TASK 1: Count the lines of the records that contain the string "blurred", and give only the number.
= = = = = = =
Polycrystalline materials- an aggregate of single crystals have their deformation behavior derived from the constituent interfaces, like grain boundaries (GBs) and phase boundaries. This fact has inspired everlasting efforts to investigate the mechanical response of crystalline materials by first probing the behavior of single crystals [1], [2], [3], [4], [5] and then some specific GBs in multicrystals [6], [7], [8], [9], [10]. As a result, the role of GBs in governing the plastic deformation behavior has been established in a variety of contexts [11], [12], [13], [14]. Under the influence of external loading, the GBs can act as important dislocation sources [15], [16], [17] and sinks [12], [18]. The crystallography of GB and the defect content influence the ability of a boundary to absorb/emit dislocations (see, e.g., the extensive reviews by Dillon et al. [19] and Beyerlein et al. [20]). As GBs play a crucial role in dictating the plastic evolution of a real aggregate, the understanding of their structure-property relationship is a key to materials design.

Modeling the effect of GBs on mechanical response of crystalline materials is a challenging problem given the complexity of defect evolution, which involves dislocation annihilation, pile-up, nucleation and multiplication [20], [21]. Moreover, collective behavior of GBs and their interplay with other microstructural features like cracks, voids etc. leads to interactions spanning a range of length and time scales [8], [22], [23], [24], [25]. Mere statistical averaging of such a huge volume of events for use in simulations at higher length scales may be erroneous. This calls for detailed investigation methods that explicitly account for the GB effects on plasticity.

To this end, extensive experimental investigations have been devoted to capture the role of GBs in governing plastic deformation (see the review by Kacher et al. [26]) at the sub-micron scales. In addition, constitutive modeling based on crystal plasticity (CP) finite element method [27], [28] is another important tool that has been employed to study GB effects and connect the related deformation mechanisms to an aggregate polycrystal. Although earlier studies did not take into account the GB effects in their CP formulation [29], [30], it is now well understood that inclusion of GBs in the micromechanical CP based approaches is essential to improve the accuracy of computations. However, accounting for an accurate and physical description of GBs in CP modeling is a major challenge. This is addressed by the present work, which attempts to create a physical basis for the constitutive equations and quantifies the GB activation parameters for input to CP simulations.

One of the pertinent works incorporating the GB effects on plasticity was presented by Shu and Fleck [31], who incorporated additional hardening in the grains due to geometrically necessary dislocations to predict the grain size dependence of yield stress in metallic bicrystals under shear loading. Aifantis and Wills [32] proposed a formulation to explicitly account for interface effects by assigning them a separate interface energy, which was later deployed to interpret size effects in metallic thin films [33]. Beers et al. [34] assigned a representative GB energy in their GB formulation to account for the magnitude and direction of residual defect populations from both the adjoining grains. Similar other GB formulations within different plasticity frameworks are also available in the literature [28], [35].
= = = = = = =
TASK 2: Render this sentence from the text on grain boundaries in crystal plasticity into Spanish: "Mere statistical averaging of such a huge volume of events for use in simulations at higher length scales may be erroneous."

Pointing and labeling entries:
= = = = = = =
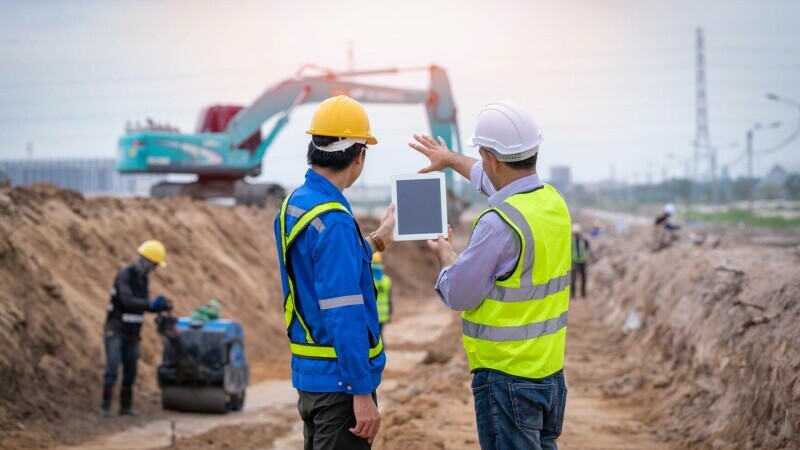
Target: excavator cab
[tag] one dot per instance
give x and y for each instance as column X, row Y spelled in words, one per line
column 215, row 119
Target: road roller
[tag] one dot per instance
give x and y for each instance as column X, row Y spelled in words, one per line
column 203, row 367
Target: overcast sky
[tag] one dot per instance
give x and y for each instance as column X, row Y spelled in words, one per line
column 611, row 82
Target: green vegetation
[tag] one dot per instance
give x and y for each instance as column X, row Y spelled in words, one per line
column 735, row 216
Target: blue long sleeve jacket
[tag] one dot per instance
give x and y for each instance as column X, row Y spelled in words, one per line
column 335, row 294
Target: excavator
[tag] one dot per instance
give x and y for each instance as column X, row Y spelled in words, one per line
column 229, row 144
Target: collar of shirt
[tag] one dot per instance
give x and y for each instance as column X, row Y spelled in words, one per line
column 523, row 184
column 319, row 183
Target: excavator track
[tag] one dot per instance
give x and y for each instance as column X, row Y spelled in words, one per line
column 204, row 399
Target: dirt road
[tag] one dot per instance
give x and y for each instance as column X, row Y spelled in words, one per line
column 270, row 421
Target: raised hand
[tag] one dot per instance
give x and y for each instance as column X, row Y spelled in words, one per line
column 437, row 152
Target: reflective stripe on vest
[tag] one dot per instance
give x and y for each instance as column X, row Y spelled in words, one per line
column 384, row 287
column 308, row 349
column 578, row 249
column 520, row 327
column 133, row 318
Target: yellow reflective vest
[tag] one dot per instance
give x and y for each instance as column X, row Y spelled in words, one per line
column 520, row 328
column 384, row 288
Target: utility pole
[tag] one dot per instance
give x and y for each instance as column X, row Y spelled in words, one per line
column 751, row 185
column 750, row 181
column 702, row 141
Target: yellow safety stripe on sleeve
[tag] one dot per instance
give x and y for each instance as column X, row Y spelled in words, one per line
column 309, row 349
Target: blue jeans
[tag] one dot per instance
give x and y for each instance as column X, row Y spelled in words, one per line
column 515, row 413
column 124, row 352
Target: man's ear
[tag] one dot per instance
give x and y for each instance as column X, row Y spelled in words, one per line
column 493, row 161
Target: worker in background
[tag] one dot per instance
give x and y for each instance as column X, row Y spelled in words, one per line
column 210, row 311
column 580, row 250
column 598, row 229
column 126, row 308
column 330, row 309
column 665, row 233
column 663, row 219
column 512, row 281
column 383, row 284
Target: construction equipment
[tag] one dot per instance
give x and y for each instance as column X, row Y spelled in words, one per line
column 229, row 144
column 203, row 366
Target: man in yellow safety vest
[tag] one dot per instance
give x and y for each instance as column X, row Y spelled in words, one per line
column 383, row 284
column 512, row 281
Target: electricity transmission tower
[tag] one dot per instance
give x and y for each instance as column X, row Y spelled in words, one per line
column 702, row 140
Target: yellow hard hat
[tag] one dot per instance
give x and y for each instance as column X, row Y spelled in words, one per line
column 341, row 116
column 154, row 251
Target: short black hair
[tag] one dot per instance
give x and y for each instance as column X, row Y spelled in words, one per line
column 336, row 161
column 525, row 164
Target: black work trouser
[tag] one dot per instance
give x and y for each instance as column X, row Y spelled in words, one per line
column 578, row 271
column 124, row 352
column 327, row 419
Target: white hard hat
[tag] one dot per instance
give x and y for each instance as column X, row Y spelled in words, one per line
column 508, row 129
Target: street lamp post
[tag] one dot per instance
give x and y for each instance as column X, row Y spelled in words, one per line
column 751, row 178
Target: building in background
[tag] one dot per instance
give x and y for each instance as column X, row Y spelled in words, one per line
column 561, row 178
column 87, row 176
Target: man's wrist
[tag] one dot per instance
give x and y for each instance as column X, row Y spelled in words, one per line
column 377, row 241
column 447, row 259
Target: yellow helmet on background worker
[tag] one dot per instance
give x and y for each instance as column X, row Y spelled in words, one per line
column 342, row 117
column 154, row 251
column 377, row 258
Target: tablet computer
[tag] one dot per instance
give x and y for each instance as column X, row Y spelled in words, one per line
column 420, row 206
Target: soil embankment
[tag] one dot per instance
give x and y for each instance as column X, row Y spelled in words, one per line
column 713, row 366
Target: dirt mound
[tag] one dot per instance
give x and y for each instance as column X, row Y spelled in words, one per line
column 59, row 252
column 58, row 255
column 719, row 327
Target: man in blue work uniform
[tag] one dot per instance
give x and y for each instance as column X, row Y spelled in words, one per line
column 511, row 283
column 330, row 306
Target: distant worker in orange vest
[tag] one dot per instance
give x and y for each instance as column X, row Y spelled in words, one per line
column 383, row 284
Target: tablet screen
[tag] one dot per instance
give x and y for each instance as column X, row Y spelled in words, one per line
column 419, row 206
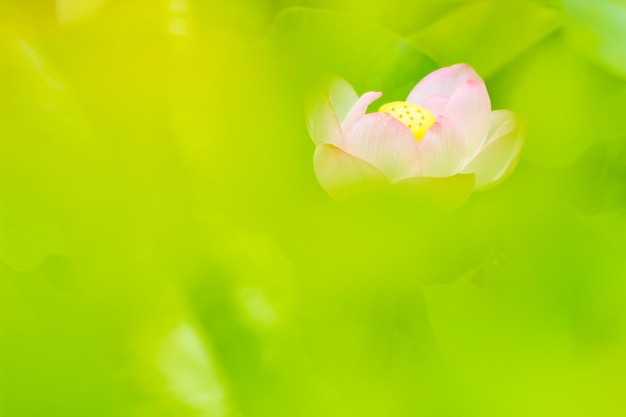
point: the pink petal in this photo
(442, 150)
(344, 176)
(470, 110)
(436, 104)
(384, 142)
(444, 82)
(322, 122)
(497, 159)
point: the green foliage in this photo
(165, 249)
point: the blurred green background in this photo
(165, 249)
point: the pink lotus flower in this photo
(444, 130)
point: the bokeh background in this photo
(165, 249)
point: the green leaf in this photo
(598, 30)
(487, 34)
(597, 181)
(368, 56)
(570, 104)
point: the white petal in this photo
(322, 122)
(345, 176)
(442, 151)
(497, 159)
(357, 111)
(470, 110)
(384, 142)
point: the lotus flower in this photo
(444, 130)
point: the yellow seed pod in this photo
(415, 117)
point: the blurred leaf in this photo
(487, 34)
(599, 31)
(71, 10)
(569, 103)
(597, 180)
(368, 56)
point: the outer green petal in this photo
(496, 160)
(344, 176)
(342, 97)
(322, 122)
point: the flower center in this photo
(415, 117)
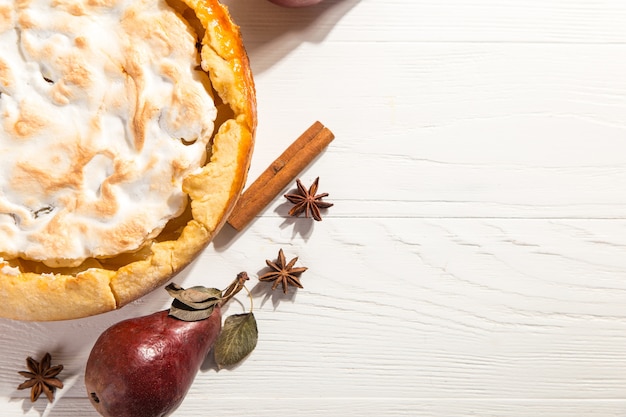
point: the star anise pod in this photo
(41, 378)
(283, 273)
(307, 201)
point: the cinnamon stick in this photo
(280, 174)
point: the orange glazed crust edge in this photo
(213, 193)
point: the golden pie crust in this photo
(31, 291)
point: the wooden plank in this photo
(528, 21)
(524, 131)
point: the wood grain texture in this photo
(473, 263)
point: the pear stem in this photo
(250, 297)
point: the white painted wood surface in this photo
(474, 263)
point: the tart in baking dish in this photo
(126, 130)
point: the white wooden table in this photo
(474, 263)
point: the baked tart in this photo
(126, 133)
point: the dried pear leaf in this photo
(193, 304)
(195, 297)
(183, 312)
(237, 339)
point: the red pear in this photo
(144, 366)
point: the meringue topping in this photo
(103, 111)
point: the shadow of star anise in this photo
(307, 201)
(283, 273)
(41, 378)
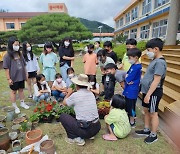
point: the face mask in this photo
(28, 49)
(43, 82)
(131, 61)
(71, 76)
(59, 80)
(15, 48)
(150, 55)
(66, 43)
(92, 83)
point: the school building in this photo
(146, 19)
(15, 20)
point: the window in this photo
(128, 17)
(146, 8)
(10, 25)
(145, 32)
(158, 3)
(121, 22)
(134, 13)
(133, 33)
(159, 28)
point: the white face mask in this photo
(150, 55)
(131, 61)
(15, 48)
(66, 43)
(28, 49)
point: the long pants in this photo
(73, 130)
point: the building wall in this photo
(149, 19)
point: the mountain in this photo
(93, 26)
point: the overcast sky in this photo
(99, 10)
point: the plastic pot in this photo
(47, 147)
(33, 136)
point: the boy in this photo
(152, 89)
(118, 74)
(130, 43)
(108, 46)
(132, 81)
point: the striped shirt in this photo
(84, 104)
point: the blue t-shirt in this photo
(133, 75)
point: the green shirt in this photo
(120, 120)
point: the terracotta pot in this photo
(47, 147)
(33, 136)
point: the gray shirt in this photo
(120, 75)
(156, 67)
(84, 104)
(16, 67)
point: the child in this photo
(152, 89)
(108, 46)
(41, 89)
(14, 65)
(59, 88)
(132, 81)
(32, 66)
(49, 60)
(117, 120)
(90, 61)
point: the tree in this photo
(53, 27)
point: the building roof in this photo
(103, 34)
(132, 3)
(20, 14)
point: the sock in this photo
(146, 129)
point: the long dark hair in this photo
(38, 78)
(24, 51)
(10, 47)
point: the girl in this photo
(90, 61)
(32, 66)
(66, 54)
(41, 89)
(117, 120)
(14, 65)
(49, 60)
(59, 88)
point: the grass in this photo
(55, 131)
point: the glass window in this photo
(133, 33)
(158, 3)
(128, 17)
(146, 7)
(10, 25)
(145, 32)
(159, 28)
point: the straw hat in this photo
(81, 80)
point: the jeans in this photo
(63, 70)
(73, 130)
(57, 94)
(42, 97)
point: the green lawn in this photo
(55, 131)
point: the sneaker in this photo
(150, 139)
(142, 133)
(79, 141)
(23, 105)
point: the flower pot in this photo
(47, 147)
(10, 112)
(4, 139)
(33, 136)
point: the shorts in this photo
(49, 73)
(32, 74)
(17, 85)
(154, 100)
(131, 107)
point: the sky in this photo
(98, 10)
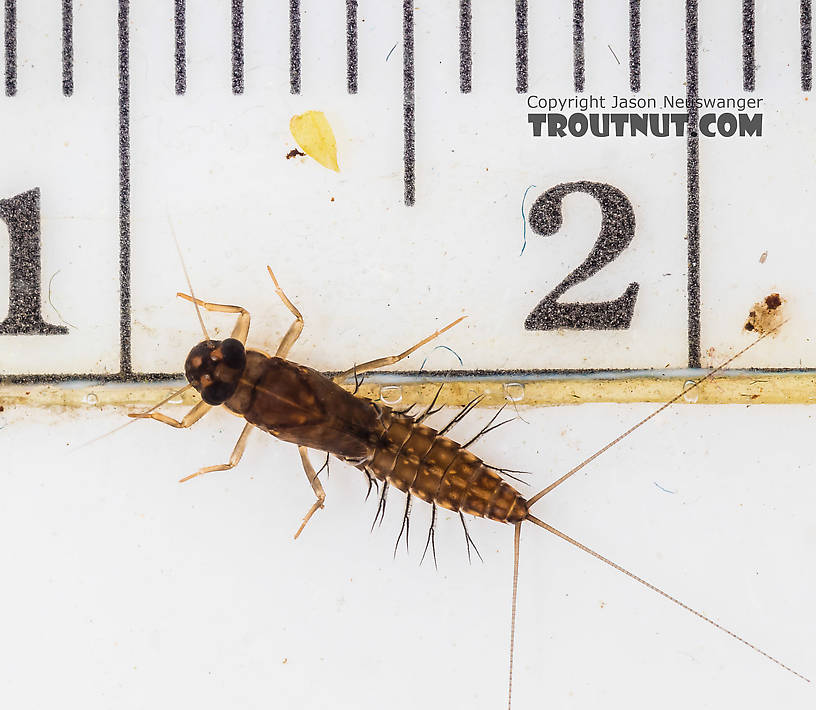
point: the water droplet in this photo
(514, 391)
(391, 394)
(692, 395)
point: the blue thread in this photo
(524, 220)
(665, 490)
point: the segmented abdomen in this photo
(418, 461)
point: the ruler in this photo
(584, 258)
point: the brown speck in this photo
(773, 301)
(766, 315)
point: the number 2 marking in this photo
(617, 231)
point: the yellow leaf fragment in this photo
(315, 137)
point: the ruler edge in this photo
(749, 386)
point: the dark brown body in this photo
(302, 406)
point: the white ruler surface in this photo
(481, 172)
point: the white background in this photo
(123, 588)
(367, 271)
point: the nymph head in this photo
(214, 368)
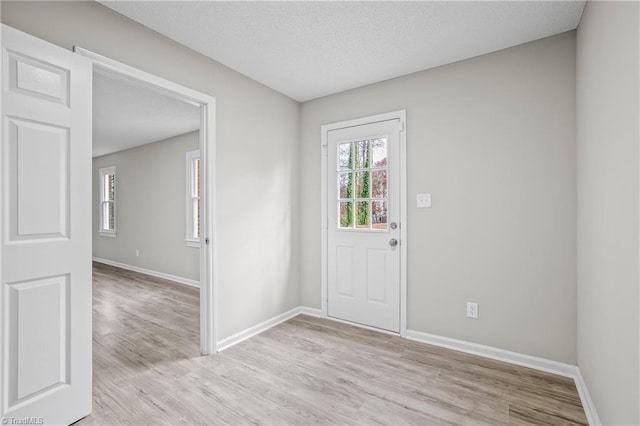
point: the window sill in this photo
(192, 243)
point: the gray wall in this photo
(493, 139)
(257, 151)
(151, 213)
(608, 172)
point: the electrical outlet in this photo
(472, 310)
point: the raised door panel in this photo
(37, 332)
(38, 180)
(38, 79)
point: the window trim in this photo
(191, 156)
(104, 171)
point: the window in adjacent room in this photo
(193, 198)
(108, 201)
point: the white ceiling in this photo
(311, 49)
(126, 116)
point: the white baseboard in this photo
(312, 312)
(516, 358)
(256, 329)
(587, 403)
(542, 364)
(174, 278)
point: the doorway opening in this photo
(202, 207)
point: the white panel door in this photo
(45, 189)
(363, 181)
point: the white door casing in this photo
(45, 232)
(363, 230)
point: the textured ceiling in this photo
(312, 49)
(126, 116)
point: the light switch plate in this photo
(423, 201)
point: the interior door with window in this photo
(364, 224)
(45, 232)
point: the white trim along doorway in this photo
(207, 105)
(397, 227)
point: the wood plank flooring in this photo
(147, 370)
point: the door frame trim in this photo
(207, 105)
(324, 214)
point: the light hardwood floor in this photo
(147, 370)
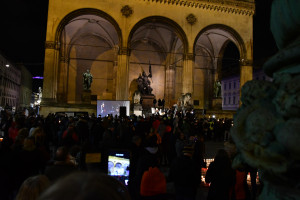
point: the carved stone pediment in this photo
(126, 11)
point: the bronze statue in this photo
(144, 82)
(87, 80)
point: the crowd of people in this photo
(37, 153)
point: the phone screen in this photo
(118, 165)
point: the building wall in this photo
(194, 75)
(25, 88)
(231, 89)
(230, 93)
(10, 82)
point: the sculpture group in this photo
(87, 80)
(144, 83)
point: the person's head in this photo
(62, 154)
(29, 144)
(86, 186)
(188, 150)
(137, 140)
(32, 187)
(222, 157)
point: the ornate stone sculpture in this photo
(217, 89)
(144, 82)
(184, 100)
(87, 80)
(126, 11)
(266, 128)
(191, 19)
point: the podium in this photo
(86, 97)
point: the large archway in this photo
(209, 48)
(88, 39)
(162, 43)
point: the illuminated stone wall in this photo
(183, 40)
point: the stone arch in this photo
(69, 89)
(85, 11)
(239, 41)
(166, 44)
(213, 40)
(162, 20)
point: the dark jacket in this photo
(186, 176)
(221, 179)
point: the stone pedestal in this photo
(217, 104)
(138, 109)
(86, 97)
(147, 101)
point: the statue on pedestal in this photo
(217, 89)
(87, 80)
(144, 82)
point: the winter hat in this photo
(188, 149)
(153, 182)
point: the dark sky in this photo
(23, 32)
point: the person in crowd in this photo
(19, 142)
(185, 175)
(70, 137)
(61, 166)
(27, 162)
(32, 187)
(7, 173)
(180, 142)
(240, 189)
(149, 158)
(87, 186)
(220, 175)
(153, 185)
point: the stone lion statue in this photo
(184, 100)
(136, 97)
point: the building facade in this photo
(25, 88)
(184, 41)
(10, 82)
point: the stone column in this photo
(187, 75)
(50, 72)
(170, 85)
(62, 80)
(266, 127)
(122, 74)
(246, 71)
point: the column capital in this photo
(246, 62)
(189, 56)
(124, 51)
(52, 45)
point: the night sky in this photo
(23, 33)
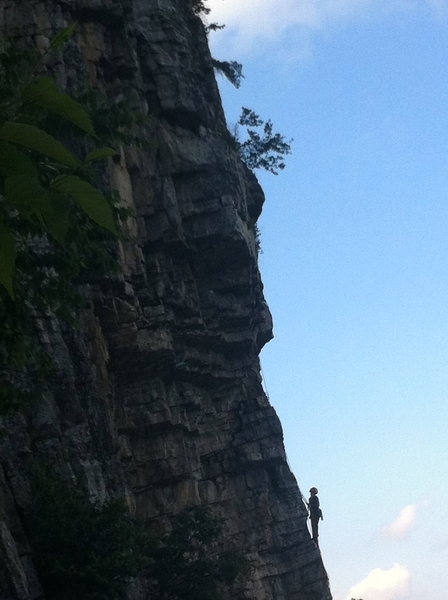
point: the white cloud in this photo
(380, 584)
(250, 22)
(405, 521)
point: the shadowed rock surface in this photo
(157, 395)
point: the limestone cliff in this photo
(157, 396)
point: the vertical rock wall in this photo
(157, 395)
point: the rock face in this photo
(157, 395)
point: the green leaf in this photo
(14, 162)
(100, 153)
(63, 36)
(24, 191)
(7, 259)
(44, 92)
(38, 140)
(89, 199)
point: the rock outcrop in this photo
(156, 395)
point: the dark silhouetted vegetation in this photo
(93, 550)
= = = = = = =
WRITTEN RESPONSE 1: 2

WRITTEN RESPONSE 2: El mero promedio estadístico de un volumen tan enorme de eventos para su uso en simulaciones a escalas de longitud mayores puede ser erróneo.